### Set task
Render each line of the rows below as a Markdown table with the columns No. and Line, numbering the lines in order and leaving out any blank ones.

### Data excerpts

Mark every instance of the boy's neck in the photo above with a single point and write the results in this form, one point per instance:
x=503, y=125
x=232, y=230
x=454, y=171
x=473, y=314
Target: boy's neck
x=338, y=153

### Solution for this task
| No. | Line |
|---|---|
| 1 | Mark every instance of the boy's neck in the photo above with a single point and write the results in this form, one point per instance: |
| 2 | x=503, y=125 |
| 3 | x=232, y=230 |
| 4 | x=454, y=171 |
| 5 | x=473, y=314 |
| 6 | Target: boy's neck |
| 7 | x=338, y=153 |